> [Problem requirements]:
Quote every entry word for word.

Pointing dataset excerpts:

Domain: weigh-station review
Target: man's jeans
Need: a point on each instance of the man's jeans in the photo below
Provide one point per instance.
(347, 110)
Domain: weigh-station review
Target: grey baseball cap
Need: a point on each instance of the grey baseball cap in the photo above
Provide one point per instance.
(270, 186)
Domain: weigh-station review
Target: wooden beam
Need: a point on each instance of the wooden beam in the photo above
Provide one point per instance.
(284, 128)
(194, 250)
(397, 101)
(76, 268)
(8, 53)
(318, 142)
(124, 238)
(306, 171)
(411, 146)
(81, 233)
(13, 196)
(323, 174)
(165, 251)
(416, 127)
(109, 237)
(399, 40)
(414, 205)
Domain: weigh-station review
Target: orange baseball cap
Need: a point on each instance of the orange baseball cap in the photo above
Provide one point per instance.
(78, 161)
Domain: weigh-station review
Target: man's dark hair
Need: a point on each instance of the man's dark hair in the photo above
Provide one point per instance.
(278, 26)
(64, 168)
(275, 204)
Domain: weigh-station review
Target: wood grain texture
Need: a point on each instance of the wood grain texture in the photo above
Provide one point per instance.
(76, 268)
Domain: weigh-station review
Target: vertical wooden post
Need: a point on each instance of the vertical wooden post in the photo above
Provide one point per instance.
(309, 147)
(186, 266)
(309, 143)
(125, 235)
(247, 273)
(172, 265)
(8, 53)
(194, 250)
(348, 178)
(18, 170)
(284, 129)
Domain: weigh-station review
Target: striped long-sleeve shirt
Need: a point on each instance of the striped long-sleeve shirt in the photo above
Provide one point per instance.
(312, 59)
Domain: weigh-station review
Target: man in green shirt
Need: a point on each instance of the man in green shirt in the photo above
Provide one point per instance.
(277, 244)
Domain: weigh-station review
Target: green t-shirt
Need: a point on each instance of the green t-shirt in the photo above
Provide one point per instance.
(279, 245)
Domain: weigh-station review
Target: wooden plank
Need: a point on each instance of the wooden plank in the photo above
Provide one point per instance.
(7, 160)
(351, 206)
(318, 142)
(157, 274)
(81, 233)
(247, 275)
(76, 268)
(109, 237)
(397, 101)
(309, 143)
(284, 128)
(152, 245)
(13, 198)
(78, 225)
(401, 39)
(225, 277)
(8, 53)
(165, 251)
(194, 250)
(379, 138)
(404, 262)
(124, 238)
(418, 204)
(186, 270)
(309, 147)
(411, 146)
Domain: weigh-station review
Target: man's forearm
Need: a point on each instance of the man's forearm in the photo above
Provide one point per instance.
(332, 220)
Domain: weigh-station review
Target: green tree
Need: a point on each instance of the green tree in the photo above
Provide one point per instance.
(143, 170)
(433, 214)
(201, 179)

> [Result of this task]:
Domain: weigh-station review
Target: man's jeans
Need: a point on each instance of the man's jeans in the photo below
Provide one point per instance.
(347, 110)
Domain: weigh-station review
Target: grey baseball cap
Need: a point on each instance of the grey baseball cap in the photo above
Provide one point per instance.
(270, 186)
Domain: weigh-station review
Target: wooden beam
Need: a point on each instance of the wooden beam in the photo above
Provide one point per instance.
(284, 128)
(194, 250)
(397, 101)
(76, 268)
(8, 53)
(318, 142)
(124, 238)
(306, 171)
(411, 146)
(81, 233)
(13, 196)
(323, 174)
(165, 251)
(416, 127)
(109, 237)
(399, 40)
(414, 205)
Domain: weigh-station review
Target: orange baseball cap
Need: a point on each instance of the orange baseball cap in the photo above
Provide one point per instance.
(78, 161)
Domain: weigh-station review
Target: man's dark hair
Need: a point on each instance of the man's dark hair in the photo above
Provide one point per instance.
(278, 26)
(64, 168)
(275, 204)
Domain: weigh-station review
Target: wood grain texture
Need: a point on each instance of the wood grain texture in the photo above
Provide one point per instance.
(76, 268)
Domain: weigh-station review
Target: vertical wooden post
Need: a point on each instance of the vertical wooden post in the photo above
Provide one point per instance.
(309, 147)
(186, 266)
(309, 143)
(125, 235)
(247, 273)
(172, 265)
(8, 53)
(194, 250)
(348, 178)
(18, 170)
(284, 129)
Domain: weigh-station review
Target: striped long-sleeve shirt
Need: a point on each instance of the striped long-sleeve shirt in the photo above
Provide one point per instance.
(312, 59)
Domain: weigh-station review
Target: man in green shirt
Need: a point on each instance of the man in green shirt in the photo above
Provide one point per instance.
(277, 244)
Domain: weigh-station review
Target: green t-shirt
Need: a point on each instance of the green t-shirt in the photo above
Provide one point per instance.
(279, 245)
Domain: weigh-station review
Target: wooden plank
Need: a point on each instance of the wooden plank in the photo above
Provide one point per instance.
(7, 160)
(351, 206)
(318, 142)
(157, 274)
(81, 233)
(247, 275)
(76, 268)
(109, 237)
(397, 101)
(309, 143)
(284, 128)
(152, 245)
(13, 198)
(78, 225)
(401, 39)
(225, 277)
(8, 53)
(165, 251)
(194, 250)
(379, 138)
(404, 262)
(124, 238)
(418, 204)
(186, 270)
(309, 147)
(411, 146)
Domain: weigh-station review
Target: man's forearm
Need: a point on each instance of the man's forearm in the photo above
Provide one point per instance.
(332, 220)
Domain: weigh-station review
Target: green tree
Need: a point on each instance of the green tree in the photo above
Provide one point per instance.
(143, 170)
(433, 214)
(201, 179)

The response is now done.